--- Reading text ---

Justice Ijeoma Ojukwu of the Abuja Division of the Federal High Court on Monday fixed June 15, to hear the suit filed by Senator Dino Melaye seeking to drop some provisions of the Infectious Diseases Bill 2020 presently before the National Assembly.
Justice Ojukwu announced the date for definite hearing after granting a request for a short adjournment by Melaye’s lawyer, Mr. Nkemakolam Okoro.
Melaye had dragged Gbajabiamila and four others to court over the controversial Control of Infectious Disease Bill 2020.
The other respondents are the clerk of the National Assembly, clerk of the House of Representatives, Attorney General of the Federation (AGF), Mr. Abubakar Malami and the Inspector General of Police (IG), Mohammed Adamu.
The bill sponsored by the Speaker of the House of Representatives, Femi Gbajabiamila has passed second reading on the floor of the lower chamber and seeks to amongst others confer powers on the federal government to convert any property in the country, including private properties, to isolation centres.
It also seeks to empower the government to, upon mere suspicion that a person is infected with an infectious disease, arrest and detain the person for as long as necessary among other things.
Hearing in the matter could not go on on Monday as planned, following a request by Dino’s lawyer to respond to a notice of preliminary objection served on his client.
“The fifth respondent’s counsel at about 20 minutes ago served a notice of preliminary objection and a counter affidavit on us.
“On Friday, the fourth respondent equally served on us a notice of preliminary objection and a counter affidavit and the third respondent on Thursday, via WhatsApp, also sent us his notice of preliminary objection”, Okoro told the court when the matter was called.
“In view of this development, I will be applying for a short adjournment to enable us respond to all these processes served on us,” he added.
The plaintiff’s lawyer in addition prayed the court to order all the respondents not to take any decision on the matter, pending the hearing and determination of the suit.
Responding, Mr. Kayode Ajulo, lawyer to Gbajabiamila, urged the court to discountenance the request, adding that Okoro should have made a proper application if he was not playing to the gallery.

--- Dataset excerpts ---

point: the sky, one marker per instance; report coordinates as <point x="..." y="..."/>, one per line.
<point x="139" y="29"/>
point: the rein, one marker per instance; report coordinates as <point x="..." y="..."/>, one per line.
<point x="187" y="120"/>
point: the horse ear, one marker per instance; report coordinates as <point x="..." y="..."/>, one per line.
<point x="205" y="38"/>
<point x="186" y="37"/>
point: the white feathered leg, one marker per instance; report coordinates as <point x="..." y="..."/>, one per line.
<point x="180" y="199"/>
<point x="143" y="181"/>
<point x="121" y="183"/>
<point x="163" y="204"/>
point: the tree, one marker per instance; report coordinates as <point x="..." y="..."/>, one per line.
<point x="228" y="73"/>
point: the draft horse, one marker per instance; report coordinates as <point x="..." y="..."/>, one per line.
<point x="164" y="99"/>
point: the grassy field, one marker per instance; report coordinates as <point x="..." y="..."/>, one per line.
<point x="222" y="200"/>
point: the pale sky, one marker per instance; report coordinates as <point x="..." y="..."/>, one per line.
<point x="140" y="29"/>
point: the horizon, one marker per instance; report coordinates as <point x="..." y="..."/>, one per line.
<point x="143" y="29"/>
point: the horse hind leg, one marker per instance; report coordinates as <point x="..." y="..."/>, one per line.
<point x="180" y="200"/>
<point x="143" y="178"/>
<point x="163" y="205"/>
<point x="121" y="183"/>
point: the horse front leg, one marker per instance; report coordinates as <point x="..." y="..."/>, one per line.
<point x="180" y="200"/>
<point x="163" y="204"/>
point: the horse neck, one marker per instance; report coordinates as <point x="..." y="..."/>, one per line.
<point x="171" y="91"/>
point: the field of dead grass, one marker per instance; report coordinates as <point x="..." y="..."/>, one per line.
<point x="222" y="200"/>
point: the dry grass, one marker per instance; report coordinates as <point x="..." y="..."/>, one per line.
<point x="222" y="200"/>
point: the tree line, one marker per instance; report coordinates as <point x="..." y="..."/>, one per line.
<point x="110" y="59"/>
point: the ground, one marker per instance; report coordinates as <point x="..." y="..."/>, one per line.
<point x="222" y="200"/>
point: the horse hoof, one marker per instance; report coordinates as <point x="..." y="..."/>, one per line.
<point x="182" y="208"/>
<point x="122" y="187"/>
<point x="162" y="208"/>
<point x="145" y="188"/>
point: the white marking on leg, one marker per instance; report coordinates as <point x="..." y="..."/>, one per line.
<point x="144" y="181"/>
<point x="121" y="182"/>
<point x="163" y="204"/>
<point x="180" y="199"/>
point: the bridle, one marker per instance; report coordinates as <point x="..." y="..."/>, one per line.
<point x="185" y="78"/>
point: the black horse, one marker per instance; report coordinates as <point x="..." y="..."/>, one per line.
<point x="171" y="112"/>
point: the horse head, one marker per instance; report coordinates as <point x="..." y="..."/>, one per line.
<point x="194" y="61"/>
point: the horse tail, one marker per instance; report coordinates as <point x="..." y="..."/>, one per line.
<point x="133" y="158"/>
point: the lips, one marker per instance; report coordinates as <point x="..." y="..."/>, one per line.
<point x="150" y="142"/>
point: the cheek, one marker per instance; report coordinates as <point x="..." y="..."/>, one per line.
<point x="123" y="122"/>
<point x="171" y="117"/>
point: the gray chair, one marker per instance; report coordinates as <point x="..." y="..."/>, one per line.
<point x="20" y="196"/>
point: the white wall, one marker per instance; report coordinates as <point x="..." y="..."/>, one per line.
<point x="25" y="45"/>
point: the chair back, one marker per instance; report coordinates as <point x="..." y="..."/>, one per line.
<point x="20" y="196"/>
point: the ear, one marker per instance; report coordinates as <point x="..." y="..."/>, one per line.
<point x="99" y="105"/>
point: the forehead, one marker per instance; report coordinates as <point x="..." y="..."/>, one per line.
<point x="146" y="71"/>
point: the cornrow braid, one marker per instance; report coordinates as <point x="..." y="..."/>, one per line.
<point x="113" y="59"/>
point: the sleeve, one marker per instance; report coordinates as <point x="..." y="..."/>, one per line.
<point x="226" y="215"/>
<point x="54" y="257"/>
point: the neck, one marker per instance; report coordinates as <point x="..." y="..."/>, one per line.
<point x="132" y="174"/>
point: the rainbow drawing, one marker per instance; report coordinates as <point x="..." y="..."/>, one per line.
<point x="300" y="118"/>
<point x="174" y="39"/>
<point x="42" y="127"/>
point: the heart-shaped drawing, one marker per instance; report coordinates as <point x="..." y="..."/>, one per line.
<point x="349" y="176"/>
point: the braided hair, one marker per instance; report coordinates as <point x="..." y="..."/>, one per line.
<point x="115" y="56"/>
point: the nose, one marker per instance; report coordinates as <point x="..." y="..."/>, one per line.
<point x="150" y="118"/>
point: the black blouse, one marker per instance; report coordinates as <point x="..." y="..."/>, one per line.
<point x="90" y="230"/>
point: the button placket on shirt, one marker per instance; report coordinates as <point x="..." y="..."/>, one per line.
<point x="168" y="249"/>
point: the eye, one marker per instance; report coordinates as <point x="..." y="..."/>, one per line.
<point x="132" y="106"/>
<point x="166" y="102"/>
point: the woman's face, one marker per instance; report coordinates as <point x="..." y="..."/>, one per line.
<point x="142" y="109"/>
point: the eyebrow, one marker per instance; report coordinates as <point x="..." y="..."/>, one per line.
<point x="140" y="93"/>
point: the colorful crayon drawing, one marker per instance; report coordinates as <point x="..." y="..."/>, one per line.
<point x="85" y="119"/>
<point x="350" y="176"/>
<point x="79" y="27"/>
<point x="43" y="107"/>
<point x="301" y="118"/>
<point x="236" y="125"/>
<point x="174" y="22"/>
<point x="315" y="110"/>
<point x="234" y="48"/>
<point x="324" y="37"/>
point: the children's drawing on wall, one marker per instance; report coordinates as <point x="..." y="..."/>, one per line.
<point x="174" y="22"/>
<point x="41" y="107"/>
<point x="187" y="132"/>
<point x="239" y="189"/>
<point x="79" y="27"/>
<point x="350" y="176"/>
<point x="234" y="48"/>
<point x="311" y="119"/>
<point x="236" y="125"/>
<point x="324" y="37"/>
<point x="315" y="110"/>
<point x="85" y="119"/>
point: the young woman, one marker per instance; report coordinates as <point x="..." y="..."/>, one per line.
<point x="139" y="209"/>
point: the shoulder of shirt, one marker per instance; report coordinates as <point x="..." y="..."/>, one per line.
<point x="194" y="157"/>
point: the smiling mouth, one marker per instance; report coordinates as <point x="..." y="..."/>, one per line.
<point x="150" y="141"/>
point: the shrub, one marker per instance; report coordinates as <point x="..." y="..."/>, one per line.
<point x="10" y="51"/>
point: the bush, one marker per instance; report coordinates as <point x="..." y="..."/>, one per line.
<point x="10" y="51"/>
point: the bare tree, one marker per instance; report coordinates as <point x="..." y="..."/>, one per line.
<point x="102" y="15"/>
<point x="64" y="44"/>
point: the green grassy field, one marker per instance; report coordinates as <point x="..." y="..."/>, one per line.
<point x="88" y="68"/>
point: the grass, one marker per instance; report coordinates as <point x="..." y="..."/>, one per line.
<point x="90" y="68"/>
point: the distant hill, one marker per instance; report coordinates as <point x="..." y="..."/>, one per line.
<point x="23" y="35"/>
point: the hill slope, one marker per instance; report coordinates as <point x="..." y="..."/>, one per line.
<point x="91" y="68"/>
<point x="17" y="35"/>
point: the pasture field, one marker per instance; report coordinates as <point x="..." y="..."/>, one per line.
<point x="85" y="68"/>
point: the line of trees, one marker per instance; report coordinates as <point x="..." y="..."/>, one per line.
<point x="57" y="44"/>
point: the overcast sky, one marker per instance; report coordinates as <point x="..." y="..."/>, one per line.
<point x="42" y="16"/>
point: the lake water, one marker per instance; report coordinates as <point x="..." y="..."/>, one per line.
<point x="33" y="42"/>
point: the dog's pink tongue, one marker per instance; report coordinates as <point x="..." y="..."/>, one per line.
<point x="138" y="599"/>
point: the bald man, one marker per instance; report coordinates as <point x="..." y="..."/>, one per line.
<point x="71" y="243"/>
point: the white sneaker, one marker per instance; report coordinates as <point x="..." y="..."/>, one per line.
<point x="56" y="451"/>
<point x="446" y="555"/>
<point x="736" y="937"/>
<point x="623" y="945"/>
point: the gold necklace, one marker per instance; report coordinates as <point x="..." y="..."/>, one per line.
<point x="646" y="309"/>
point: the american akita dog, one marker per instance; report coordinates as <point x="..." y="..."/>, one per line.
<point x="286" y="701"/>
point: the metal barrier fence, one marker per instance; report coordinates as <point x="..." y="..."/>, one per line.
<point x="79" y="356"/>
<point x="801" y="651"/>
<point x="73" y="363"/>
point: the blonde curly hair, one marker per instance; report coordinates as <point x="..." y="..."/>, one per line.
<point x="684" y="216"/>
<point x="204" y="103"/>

---

■ Tasks to carry out
1. In the report on Melaye's suit, what date did Justice Ojukwu fix for hearing?
2. Pick up the report on Melaye's suit over the Infectious Diseases Bill after its final sentence and continue it.

■ Responses to the tasks
1. June 15

2.
In a short ruling, Justice Ojukwu, adjourned the matter until June 15 and advised parties not to take any action that will jeopardise the suit since it was already in court.
The former Kogi West senator, had on May 4, approached the court to challenge the infectious diseases bill on the grounds that the bill if allowed will breach his fundamental human rights as enshrined in the constitution.
Melaye is asking the court to intervene by striking out certain section of the proposed bill which he claimed if passed would breach his fundamental human rights as enshrined in the 1999 Constitution.
According to the applicant, Sections 3(8),5(3),6,8,13,15,16,17,19,23,30 and 47 of the Control of Infectious Diseases Bill 2020, are in breach and or are likely to breach his fundamental rights as provided for in the constitution as well as other international laws.
He therefore, prayed the court for an order directing the first -third respondents to delete the provisions of Sections 3(8),5(3),6,8,13,15,16,17,19,23,30 and 47 of the Control of Infectious Diseases Bill, as same are inconsistent with Sections 33, 34,35,37,38 and 40 of the constitution as well as other international laws.
An order of injunction restraining the respondents, whether, by themselves, their agents, employees, servants, privies and or whosoever called, from further proceeding with, or continuing with further debates with respect to the contentious sections of the bill, which provisions breache and or are likely to breach the fundamental rights of the applicant as provided for Sections 33, 34,35,37,38 and 40 of the constitution and other international laws.